## DESCRIPTION OF THE TASK
Extract, verbatim, all lines starting at the one containing "clothing and provide bounding boxes." and ending with the final line of the listing, and no others.
[BEGIN]
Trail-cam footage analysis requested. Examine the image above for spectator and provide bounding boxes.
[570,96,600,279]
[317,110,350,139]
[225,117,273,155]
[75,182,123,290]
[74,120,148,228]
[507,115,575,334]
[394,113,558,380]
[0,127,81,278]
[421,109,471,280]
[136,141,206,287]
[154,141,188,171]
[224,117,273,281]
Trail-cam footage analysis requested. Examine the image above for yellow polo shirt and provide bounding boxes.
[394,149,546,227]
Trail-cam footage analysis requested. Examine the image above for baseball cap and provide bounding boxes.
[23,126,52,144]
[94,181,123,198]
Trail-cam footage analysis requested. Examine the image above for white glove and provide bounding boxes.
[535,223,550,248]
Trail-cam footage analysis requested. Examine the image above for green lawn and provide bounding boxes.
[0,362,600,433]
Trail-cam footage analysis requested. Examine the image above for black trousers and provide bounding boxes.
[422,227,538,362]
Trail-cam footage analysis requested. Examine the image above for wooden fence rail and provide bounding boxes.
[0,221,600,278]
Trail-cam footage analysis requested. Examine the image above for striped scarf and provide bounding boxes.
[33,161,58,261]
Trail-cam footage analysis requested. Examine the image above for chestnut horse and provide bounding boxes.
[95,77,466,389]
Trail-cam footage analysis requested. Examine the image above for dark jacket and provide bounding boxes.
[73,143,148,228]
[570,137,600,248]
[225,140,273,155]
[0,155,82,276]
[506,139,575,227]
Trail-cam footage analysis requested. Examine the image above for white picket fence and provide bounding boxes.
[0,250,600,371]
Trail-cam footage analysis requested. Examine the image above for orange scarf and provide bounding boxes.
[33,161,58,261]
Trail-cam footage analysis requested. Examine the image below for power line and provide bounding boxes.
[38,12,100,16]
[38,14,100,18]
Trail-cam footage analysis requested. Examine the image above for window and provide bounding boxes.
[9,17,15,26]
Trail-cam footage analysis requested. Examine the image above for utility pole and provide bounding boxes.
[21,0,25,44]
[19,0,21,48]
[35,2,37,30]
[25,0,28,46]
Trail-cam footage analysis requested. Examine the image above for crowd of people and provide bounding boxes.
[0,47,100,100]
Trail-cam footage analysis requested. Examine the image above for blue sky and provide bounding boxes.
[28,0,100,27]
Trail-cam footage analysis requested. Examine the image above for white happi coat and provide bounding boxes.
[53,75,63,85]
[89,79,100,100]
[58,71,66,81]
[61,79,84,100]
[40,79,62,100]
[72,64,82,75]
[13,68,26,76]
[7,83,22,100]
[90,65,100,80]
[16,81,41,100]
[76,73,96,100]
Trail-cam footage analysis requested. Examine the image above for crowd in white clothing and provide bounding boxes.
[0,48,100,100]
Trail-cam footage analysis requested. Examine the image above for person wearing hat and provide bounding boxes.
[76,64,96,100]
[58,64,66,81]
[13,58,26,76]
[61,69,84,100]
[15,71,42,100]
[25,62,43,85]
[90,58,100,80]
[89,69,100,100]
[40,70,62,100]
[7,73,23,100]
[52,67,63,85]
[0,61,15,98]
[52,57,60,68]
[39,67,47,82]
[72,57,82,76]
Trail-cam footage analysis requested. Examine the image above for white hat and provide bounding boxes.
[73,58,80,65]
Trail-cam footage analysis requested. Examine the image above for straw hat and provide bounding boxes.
[END]
## FULL OUTPUT
Trail-cam footage analysis requested. Examine the image above for crowd in white clothing and provide bounding boxes.
[0,48,100,100]
Trail-cam footage analysis requested. Examine the image above for person wearing hat and provide bounding boxes.
[76,64,96,100]
[58,64,66,81]
[13,58,26,76]
[61,69,84,100]
[15,71,42,100]
[25,62,43,85]
[90,58,100,80]
[89,69,100,100]
[40,70,62,100]
[7,73,23,100]
[52,67,63,85]
[0,61,15,98]
[52,57,60,68]
[39,67,47,82]
[72,57,82,76]
Trail-cam footage analysis requested. Examine the image above for white hat and provide bounding boxes.
[73,58,80,65]
Trail-cam footage analysis requested. Examine the image above for straw hat and provide bounding boxes.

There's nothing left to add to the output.